390. Н. С. Алексееву (стр. 123). Впервые напечатано в Акад. изд. Переписки, т. II, стр. 203 — 205, по копии из бумаг Анненкова; в нашем издании печатается по подлиннику, принадлежащему ныне Пушкинскому Дому.

498

— О Н. С. Алексееве см. выше, в письме № 224, и в объяснениях к нему стр. 210, а также к письму № 62 тома I, стр. 283.

— «Мой милый, как несправедливы» — первый стих послания самого Пушкина к Алексееву (1821 г.).

— Два письма Пушкина, будто бы посланные им Алексееву, до нас не дошли, как и до Алексеева.

— Бык — речка, протекающая через Кишинев (см. выше, в т. I, в письме № 26 и в настоящем томе № 224).

— О «Еврейке» — М. Е. Эйхфельдт — см. выше, стр. 211, в объяснениях к письму № 224.

● ЗАПИСИ НАБОРА ДАННЫХ:

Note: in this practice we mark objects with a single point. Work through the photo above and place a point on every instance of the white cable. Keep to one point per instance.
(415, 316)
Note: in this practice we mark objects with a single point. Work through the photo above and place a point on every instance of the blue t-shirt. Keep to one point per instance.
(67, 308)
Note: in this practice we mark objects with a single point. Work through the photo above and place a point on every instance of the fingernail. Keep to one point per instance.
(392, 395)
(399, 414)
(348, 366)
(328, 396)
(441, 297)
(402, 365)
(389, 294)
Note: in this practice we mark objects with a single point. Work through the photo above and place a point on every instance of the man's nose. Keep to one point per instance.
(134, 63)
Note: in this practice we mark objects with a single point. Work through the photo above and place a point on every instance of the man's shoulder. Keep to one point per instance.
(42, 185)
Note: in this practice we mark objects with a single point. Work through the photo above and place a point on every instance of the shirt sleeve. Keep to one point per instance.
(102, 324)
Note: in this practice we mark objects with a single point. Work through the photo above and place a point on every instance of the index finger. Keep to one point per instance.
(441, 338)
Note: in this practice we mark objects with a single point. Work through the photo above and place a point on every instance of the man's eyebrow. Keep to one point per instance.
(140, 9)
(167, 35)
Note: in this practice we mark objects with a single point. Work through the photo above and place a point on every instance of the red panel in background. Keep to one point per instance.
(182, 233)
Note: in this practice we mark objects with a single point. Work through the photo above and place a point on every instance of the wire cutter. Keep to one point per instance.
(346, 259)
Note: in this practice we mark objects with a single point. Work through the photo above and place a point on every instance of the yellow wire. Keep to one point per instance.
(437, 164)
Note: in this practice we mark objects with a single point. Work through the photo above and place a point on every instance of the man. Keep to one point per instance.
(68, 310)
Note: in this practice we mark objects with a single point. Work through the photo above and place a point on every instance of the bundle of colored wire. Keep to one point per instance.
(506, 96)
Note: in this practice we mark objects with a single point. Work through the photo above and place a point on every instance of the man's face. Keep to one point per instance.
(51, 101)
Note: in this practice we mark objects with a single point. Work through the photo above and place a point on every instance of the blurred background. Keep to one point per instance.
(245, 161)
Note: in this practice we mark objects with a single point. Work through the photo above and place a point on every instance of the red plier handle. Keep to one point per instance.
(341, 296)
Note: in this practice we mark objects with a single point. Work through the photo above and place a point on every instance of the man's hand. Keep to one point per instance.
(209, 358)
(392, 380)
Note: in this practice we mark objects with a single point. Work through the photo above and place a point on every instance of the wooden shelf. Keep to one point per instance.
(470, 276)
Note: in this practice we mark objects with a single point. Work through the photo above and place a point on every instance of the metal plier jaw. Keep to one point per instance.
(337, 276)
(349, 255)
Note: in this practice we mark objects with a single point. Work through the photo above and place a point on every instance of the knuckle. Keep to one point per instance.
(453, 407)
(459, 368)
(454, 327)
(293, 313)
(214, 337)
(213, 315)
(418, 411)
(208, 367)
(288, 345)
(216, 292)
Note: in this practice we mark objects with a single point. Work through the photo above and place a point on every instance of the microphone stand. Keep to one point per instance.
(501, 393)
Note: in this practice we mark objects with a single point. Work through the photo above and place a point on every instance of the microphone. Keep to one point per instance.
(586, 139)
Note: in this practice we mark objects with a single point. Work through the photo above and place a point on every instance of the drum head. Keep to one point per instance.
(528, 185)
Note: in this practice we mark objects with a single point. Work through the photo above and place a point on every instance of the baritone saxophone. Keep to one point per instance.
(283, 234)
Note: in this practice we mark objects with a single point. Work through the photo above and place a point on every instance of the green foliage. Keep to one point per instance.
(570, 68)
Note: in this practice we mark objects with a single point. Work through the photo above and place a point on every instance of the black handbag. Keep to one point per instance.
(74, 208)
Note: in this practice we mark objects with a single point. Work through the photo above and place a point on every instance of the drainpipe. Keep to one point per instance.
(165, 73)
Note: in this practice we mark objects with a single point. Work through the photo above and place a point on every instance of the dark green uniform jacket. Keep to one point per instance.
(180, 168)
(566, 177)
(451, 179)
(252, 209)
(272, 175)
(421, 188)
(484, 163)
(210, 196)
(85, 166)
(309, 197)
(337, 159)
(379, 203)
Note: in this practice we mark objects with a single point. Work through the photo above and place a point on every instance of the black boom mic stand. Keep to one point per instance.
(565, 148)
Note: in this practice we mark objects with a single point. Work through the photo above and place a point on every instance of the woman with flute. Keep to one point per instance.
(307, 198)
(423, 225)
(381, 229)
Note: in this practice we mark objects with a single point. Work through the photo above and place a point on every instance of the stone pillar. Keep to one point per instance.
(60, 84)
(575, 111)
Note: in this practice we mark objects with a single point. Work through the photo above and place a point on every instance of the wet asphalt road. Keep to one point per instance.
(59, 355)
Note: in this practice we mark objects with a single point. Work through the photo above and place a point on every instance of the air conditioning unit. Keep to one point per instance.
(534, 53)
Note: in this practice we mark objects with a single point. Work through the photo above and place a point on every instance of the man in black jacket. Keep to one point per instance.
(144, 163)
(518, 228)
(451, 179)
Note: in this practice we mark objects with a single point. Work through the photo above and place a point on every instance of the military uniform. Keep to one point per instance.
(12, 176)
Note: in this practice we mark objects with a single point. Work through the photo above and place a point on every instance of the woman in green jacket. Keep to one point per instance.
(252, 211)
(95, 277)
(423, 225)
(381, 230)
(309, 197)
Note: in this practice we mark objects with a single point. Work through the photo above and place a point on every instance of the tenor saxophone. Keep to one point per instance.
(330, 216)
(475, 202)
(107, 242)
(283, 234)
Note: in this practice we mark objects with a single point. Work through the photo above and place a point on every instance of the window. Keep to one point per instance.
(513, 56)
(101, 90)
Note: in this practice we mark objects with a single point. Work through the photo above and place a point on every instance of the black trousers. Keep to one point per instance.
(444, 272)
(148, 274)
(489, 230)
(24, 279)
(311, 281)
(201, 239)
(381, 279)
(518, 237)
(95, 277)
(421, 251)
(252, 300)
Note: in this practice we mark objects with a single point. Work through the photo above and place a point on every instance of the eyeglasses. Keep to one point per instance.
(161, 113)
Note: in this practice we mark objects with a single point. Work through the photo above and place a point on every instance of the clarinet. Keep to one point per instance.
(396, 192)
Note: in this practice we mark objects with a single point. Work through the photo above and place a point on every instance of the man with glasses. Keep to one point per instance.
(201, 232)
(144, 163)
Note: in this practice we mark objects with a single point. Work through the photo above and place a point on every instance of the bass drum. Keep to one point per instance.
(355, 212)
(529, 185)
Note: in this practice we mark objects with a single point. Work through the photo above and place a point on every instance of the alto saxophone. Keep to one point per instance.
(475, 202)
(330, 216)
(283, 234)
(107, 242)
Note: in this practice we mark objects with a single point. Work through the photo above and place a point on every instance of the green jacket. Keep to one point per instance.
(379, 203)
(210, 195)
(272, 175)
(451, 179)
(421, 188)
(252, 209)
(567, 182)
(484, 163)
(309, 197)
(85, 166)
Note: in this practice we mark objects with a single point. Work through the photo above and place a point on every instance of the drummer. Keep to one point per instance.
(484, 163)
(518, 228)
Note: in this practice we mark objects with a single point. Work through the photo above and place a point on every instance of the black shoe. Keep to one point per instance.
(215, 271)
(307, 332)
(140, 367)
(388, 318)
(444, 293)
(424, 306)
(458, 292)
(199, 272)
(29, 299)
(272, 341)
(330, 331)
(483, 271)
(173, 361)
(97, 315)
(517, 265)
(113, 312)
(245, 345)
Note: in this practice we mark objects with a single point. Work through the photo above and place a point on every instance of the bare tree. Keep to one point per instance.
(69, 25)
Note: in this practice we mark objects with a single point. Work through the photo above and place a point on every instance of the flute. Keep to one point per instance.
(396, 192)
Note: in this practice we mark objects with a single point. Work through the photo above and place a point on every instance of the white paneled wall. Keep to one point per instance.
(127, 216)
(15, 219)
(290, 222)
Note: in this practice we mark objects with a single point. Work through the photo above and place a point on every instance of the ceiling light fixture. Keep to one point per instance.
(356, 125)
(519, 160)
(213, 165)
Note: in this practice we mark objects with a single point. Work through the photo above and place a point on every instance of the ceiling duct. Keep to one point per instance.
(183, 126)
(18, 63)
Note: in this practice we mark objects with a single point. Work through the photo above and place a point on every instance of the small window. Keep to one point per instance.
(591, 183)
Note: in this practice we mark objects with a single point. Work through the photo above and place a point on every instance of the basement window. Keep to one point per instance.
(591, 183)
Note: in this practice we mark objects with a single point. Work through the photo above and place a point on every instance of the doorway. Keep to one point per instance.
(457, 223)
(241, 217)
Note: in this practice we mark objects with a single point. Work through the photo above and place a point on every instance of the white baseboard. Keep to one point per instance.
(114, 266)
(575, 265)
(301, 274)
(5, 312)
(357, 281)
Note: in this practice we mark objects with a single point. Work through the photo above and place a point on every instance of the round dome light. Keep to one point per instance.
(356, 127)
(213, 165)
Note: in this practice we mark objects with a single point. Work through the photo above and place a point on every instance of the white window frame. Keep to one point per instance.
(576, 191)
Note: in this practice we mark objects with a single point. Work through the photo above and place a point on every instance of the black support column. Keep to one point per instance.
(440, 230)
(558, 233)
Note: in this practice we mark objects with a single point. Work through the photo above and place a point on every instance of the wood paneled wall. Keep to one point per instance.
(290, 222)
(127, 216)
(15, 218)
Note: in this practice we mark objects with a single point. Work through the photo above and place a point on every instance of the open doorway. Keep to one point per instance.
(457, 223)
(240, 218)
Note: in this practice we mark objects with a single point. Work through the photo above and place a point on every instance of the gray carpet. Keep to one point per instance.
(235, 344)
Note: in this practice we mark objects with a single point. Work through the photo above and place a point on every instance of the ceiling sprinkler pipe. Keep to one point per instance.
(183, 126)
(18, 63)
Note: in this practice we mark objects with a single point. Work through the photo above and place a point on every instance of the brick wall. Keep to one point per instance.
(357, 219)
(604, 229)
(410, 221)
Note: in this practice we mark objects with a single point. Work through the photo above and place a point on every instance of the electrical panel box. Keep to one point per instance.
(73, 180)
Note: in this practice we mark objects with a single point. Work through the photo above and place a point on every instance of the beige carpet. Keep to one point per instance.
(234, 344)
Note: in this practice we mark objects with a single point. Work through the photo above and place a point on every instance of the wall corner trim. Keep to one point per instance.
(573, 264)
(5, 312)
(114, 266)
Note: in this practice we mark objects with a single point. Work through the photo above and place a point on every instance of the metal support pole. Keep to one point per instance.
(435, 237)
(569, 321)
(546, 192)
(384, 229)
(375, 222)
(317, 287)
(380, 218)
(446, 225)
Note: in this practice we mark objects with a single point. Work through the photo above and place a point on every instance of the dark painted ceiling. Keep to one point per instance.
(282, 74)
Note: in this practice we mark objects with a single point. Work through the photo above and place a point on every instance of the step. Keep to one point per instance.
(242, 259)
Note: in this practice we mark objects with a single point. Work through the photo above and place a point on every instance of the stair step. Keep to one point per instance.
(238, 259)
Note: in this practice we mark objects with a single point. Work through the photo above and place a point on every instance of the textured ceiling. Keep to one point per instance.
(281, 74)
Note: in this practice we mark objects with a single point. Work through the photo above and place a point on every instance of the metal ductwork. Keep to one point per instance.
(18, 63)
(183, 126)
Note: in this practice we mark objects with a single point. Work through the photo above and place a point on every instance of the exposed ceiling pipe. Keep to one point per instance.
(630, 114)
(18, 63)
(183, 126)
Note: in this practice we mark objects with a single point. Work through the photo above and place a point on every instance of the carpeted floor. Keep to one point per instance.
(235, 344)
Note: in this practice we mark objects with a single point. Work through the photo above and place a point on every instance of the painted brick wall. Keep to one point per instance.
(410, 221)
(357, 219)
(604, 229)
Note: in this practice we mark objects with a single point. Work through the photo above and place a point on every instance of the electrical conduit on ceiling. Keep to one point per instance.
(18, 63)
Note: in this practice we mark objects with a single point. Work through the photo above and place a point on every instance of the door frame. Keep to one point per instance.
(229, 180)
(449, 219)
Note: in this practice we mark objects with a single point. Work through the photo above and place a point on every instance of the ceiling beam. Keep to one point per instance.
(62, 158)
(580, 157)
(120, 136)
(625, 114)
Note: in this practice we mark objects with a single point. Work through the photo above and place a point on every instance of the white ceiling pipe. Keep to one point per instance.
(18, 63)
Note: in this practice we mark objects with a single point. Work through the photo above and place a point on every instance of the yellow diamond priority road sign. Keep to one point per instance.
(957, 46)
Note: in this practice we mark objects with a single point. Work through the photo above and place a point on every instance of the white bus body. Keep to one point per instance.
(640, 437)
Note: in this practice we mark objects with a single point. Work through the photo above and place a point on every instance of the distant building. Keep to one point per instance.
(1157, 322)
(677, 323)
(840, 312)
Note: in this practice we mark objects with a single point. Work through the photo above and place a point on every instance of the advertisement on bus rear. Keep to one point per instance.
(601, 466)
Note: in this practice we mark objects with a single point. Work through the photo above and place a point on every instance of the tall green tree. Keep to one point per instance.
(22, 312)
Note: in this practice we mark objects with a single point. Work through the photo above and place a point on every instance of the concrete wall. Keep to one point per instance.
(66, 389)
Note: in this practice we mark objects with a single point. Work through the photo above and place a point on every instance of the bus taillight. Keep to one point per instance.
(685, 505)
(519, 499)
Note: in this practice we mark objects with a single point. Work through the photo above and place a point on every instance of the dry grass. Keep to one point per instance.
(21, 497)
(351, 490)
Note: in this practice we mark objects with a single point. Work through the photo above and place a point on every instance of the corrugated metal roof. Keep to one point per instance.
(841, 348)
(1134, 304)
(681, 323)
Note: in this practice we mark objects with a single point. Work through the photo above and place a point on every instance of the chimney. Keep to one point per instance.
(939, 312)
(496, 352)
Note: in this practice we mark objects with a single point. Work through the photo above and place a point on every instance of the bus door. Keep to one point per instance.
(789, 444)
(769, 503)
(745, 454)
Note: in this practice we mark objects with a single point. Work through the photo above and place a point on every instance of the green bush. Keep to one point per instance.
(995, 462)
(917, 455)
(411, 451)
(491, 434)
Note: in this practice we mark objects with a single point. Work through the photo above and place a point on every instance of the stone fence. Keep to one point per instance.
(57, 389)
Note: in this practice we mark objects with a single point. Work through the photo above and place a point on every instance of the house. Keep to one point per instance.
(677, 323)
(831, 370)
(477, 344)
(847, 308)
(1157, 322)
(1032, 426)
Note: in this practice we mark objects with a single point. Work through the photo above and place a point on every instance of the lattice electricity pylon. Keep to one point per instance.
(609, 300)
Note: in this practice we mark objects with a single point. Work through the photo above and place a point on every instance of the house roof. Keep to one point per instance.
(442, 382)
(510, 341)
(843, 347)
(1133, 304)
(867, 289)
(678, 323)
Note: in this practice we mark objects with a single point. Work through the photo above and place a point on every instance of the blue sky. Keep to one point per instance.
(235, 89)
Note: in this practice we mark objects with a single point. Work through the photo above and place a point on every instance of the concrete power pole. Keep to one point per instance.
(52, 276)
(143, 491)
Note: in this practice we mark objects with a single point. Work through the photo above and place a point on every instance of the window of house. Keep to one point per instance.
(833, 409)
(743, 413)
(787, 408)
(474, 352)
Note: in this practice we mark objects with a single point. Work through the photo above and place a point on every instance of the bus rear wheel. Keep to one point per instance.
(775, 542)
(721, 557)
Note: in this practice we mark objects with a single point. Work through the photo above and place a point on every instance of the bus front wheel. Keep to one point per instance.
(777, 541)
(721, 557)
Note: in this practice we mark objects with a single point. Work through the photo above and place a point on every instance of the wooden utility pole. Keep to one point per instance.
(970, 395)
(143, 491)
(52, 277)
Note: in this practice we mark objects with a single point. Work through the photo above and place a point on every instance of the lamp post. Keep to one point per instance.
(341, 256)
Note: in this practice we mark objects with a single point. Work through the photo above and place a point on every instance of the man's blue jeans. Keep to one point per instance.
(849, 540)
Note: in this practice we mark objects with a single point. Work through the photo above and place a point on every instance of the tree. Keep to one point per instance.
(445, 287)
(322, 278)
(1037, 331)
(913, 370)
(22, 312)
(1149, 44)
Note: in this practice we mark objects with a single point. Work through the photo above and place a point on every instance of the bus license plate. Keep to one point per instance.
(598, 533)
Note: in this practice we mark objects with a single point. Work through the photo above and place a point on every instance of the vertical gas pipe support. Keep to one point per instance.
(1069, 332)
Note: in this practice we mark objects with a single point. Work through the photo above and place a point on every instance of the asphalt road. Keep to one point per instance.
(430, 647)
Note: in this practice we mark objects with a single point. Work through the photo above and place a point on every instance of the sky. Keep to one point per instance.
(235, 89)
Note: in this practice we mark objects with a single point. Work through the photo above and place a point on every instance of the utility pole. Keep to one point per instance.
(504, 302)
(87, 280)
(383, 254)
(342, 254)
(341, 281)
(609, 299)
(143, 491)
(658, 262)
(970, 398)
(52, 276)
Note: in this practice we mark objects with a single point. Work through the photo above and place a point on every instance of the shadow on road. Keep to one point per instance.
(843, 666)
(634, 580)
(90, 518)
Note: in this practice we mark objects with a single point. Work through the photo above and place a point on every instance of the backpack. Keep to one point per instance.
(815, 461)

● ЗАДАНИЯ:
**a)** Объясните, с какой основы письмо Н. С. Алексееву было напечатано впервые и с какой оно печатается в издании, о котором говорит приведённый текст. Уложитесь в одно–три предложения.
**b)** Согласуются ли с приведённым текстом следующие утверждения? (i) «Мой милый, как несправедливы» — первый стих послания Алексеева к Пушкину. (ii) Два письма Пушкина, будто бы посланные Алексееву, до Алексеева не дошли. (iii) Подлинник письма ныне принадлежит Пушкинскому Дому. На каждое ответьте «да» или «нет» и приведите решающие слова текста дословно.

● ОТВЕТЫ ПО ЗАДАНИЯМ:
**a)** Впервые письмо было напечатано в Академическом издании Переписки (т. II, стр. 203–205) по копии из бумаг Анненкова. В этом издании оно печатается по подлиннику, который ныне принадлежит Пушкинскому Дому.

**b)**
(i) Нет: «первый стих послания самого Пушкина к Алексееву (1821 г.)».
(ii) Да: «до нас не дошли, как и до Алексеева».
(iii) Да: «по подлиннику, принадлежащему ныне Пушкинскому Дому».